(Brano scelto):
....

Sapore immobile di terra
alberi stecchiti dalla nebbia
Eppure prima gli uccelli cantavano
sotto il poco squarcio rosso di cielo
una macchia
una casa
voci
e io gli andavo incontro
ricordo un ronzar di zanzare
e fu allora che vidi la rete
ora
sotto il mio albero
sento solo il soffione monotono
e il grido della civetta

Seconda impressione

Un contadino cammina sul campo
lentamente
le mani dietro la schiena
Guarda la terra
gli occhi una fessura
il naso arricciato
Si ferma
le mani sulle anche
un grande cappello
respira forte
i sapori e
l’aria della terra
decidono il raccolto

Terza impressione

È talmente grande questa pianura che
sud tuona buio
nord è un’isola di luce (Monte Sant’Angelo)
a ovest triangoli a fasci di neon
a est il paesaggio è sereno, gli alberi in fila
Qui sopra
una grondaia otturata
mi spacca il cervello
Temporale di notte
In fondo la paura
buia di tuoni e vento
la crepa di un lampo
precisa e lucente
ai lati bagliori
che tendono botti
ma gli alberi si piegano al vento"


- Susanne della Turingia, ma da Eichstätt, non ha potuto essere con noi, ma ci inviato ugualmento questo suo bel testo:

Battaglie senza vincitori
“Ma se voi appartenete a una razza superiore alla nostra, se siete così forti e invincibili, perché non combattete degli avversari adeguati e degni di voi? Dai, dimmi, perché fate tutti questi sforzi per umiliare e annientare una razza di deboli bestie? Che tipo di vittoria sarebbe, eh? Non svilite voi stessi, non svilite il vostro grande popolo in questo modo? E tu, non fai schifo a te stesso quando scopi la tua madama di sangue impuro e inquini il tuo sangue ariano? L’essere che sta crescendo nel mio ventre, l’hai creato tu. Ha il tuo sangue e il mio, avrà la tua perfetta fisionomia ariana e la mia storta fisionomia da bestia nera. Hai creato un mostro, anzi peggio, hai creato un meticcio. Sei una vergogna per il tuo grande regno e per il tuo venerato duce!”

In amarico, “Abeba” vuol dire “fiore” e un bellissimo fiore era, Abeba, ma anche una vera a propria leonessa etiopica. Essendo l’ultima nata di cinque sorelle e un fratello, fin da piccola aveva imparato a non farsi mettere i piedi in testa da nessuno. La famiglia di Abeba era povera, senza dubbio, però era ricchissima di affetto e orgoglio. Quando nel maggio del 1936 venne proclamato l’Impero fascista africano, Abeba aveva appena compiuto sedici anni, ma avrebbe presto capito che quegli uomini bianchi in divisa non erano né salvatori, né liberatori. Il fratello Haile faceva parte della resistenza etiope ed era convinto di dover e poter vincere gli invasori italiani e aveva convinto di questo anche la giovane Abeba. Grazie a Haile, Abeba era persino riuscita a imparare l’italiano: conoscere la lingua degli oppressori un giorno le sarebbe stato utile, le aveva spiegato il fratello.

....

(Dati archiviati):
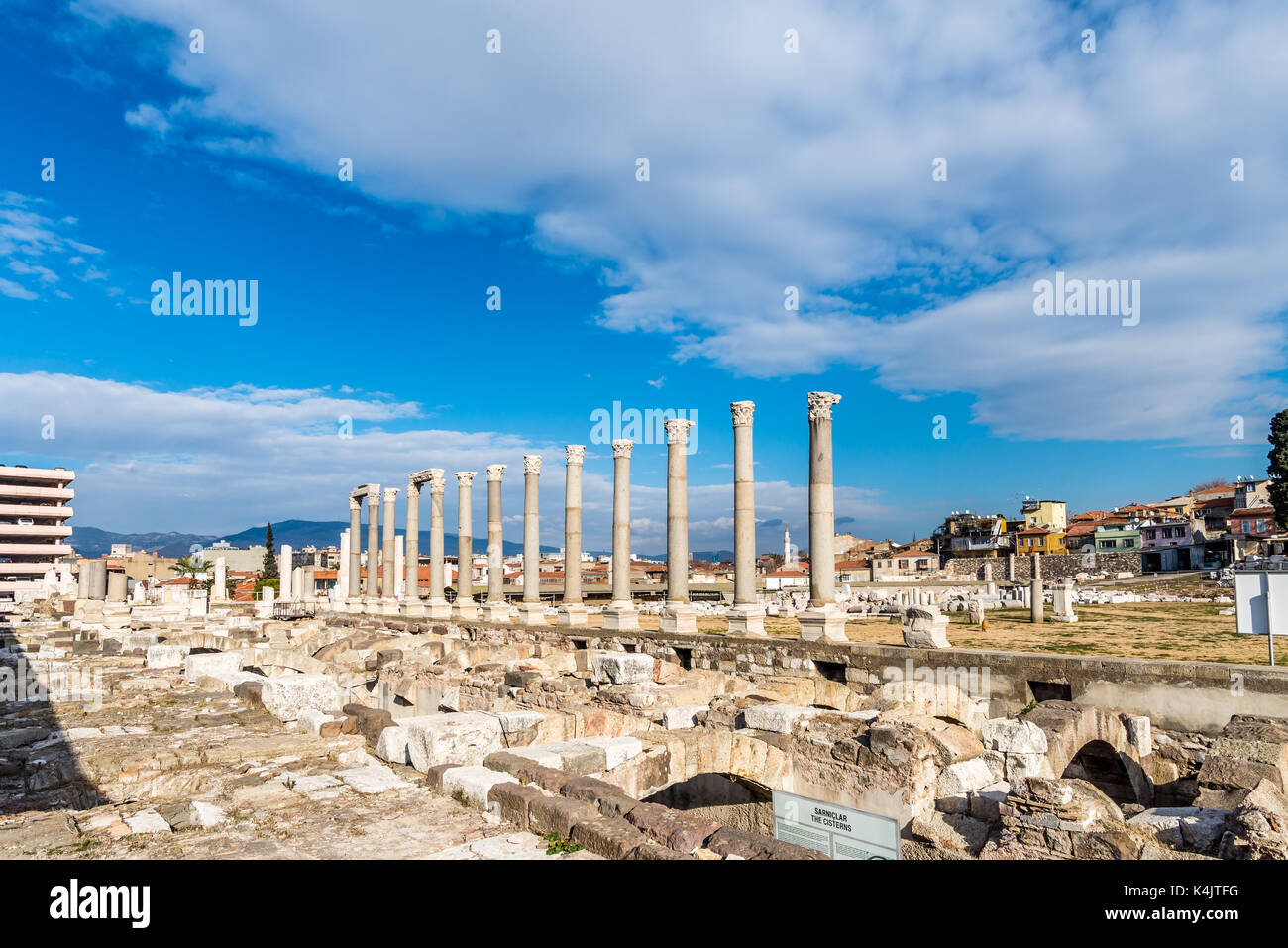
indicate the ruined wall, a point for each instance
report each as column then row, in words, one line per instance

....

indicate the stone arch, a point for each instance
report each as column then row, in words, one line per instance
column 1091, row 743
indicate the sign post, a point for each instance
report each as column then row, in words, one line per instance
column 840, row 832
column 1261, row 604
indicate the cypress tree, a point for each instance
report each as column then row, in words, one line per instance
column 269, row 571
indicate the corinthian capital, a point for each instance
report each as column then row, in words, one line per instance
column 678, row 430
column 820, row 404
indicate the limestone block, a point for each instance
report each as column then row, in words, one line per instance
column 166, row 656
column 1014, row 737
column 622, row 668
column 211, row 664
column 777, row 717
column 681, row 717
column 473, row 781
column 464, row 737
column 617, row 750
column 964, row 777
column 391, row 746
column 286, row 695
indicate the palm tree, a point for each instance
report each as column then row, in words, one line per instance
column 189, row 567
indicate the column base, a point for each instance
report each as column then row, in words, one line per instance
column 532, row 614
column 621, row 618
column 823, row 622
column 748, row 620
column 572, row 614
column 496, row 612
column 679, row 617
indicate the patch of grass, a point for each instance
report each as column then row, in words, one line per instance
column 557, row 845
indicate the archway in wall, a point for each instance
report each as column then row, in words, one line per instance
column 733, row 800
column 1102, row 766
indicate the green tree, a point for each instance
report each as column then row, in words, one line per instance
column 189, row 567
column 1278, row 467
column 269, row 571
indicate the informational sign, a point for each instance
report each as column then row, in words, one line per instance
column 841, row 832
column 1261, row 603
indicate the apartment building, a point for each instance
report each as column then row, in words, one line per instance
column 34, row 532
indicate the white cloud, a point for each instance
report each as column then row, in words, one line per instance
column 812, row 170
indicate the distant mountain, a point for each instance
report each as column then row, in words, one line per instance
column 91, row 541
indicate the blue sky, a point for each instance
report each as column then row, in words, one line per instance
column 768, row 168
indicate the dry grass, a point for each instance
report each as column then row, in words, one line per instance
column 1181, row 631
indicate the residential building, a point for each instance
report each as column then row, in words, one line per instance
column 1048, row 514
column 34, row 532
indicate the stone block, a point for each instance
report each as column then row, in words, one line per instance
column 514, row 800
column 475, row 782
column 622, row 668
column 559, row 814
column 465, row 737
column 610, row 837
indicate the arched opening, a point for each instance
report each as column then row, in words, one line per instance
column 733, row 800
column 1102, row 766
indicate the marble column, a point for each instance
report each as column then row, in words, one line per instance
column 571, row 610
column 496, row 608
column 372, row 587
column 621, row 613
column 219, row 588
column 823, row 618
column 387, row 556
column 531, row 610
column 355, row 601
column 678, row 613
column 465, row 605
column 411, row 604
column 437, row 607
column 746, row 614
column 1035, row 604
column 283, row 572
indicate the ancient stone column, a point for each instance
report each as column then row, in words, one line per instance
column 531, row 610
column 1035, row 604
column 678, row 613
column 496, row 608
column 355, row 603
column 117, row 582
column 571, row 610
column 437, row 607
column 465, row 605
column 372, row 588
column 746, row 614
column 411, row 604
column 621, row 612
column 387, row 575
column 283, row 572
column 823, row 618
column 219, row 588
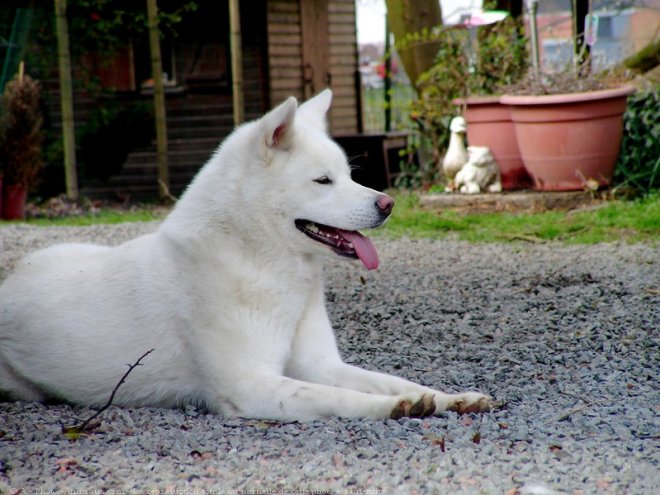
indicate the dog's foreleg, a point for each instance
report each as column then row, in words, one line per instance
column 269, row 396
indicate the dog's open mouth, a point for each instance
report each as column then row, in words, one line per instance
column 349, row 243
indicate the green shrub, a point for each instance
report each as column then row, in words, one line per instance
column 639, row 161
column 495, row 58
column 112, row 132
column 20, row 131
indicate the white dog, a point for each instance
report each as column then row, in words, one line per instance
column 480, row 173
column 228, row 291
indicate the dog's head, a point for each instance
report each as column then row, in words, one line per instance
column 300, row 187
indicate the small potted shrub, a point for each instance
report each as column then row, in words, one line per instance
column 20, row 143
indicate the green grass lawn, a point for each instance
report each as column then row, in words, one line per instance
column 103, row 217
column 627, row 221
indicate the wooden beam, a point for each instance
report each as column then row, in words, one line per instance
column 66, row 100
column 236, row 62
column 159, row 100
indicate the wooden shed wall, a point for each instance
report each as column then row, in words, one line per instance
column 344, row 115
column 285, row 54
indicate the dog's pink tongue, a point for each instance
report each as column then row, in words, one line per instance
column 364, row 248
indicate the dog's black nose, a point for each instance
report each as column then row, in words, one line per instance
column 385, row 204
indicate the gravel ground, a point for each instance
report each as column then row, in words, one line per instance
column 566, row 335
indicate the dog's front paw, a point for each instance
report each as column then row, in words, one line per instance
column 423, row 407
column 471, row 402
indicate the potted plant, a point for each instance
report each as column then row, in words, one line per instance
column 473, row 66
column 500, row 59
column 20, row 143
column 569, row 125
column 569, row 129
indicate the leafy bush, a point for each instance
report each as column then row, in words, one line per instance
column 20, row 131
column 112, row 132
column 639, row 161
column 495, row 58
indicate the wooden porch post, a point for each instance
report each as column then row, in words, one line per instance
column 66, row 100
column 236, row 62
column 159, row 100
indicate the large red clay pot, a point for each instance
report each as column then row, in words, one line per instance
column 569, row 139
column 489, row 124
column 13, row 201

....

(Esercizi):
1 – Che cosa significa in amarico la parola «Abeba», secondo il brano scelto?
2 – Secondo il brano scelto, per quale motivo Abeba aveva imparato fin da piccola a non farsi mettere i piedi in testa da nessuno? Rispondi in una o due frasi.
3 – Prosegui il racconto su Abeba del brano scelto, partendo subito dopo l'ultima frase.

(Soluzioni):
1 – Significa «fiore».

2 – Lo aveva imparato perché era l'ultima nata di una famiglia con cinque sorelle e un fratello.

3 –
Il 19 febbraio 1937, a causa di un attentato progettato da due studenti eritrei, sette persone persero la vita, decine rimasero ferite, tra loro anche l’allora viceré Rodolfo Graziani. La risposta del regime fascista fu devastante e sanguinosa: nell’arco di pochi giorni, migliaia di militari e civili abissini vennero massacrati o deportati in campi di concentramento. Haile fu fucilato nella notte tra il 20 e il 21 febbraio 1937 e così la famiglia di Abeba perse non solo un amato fratello e figlio, ma anche la sua unica fonte d’entrata.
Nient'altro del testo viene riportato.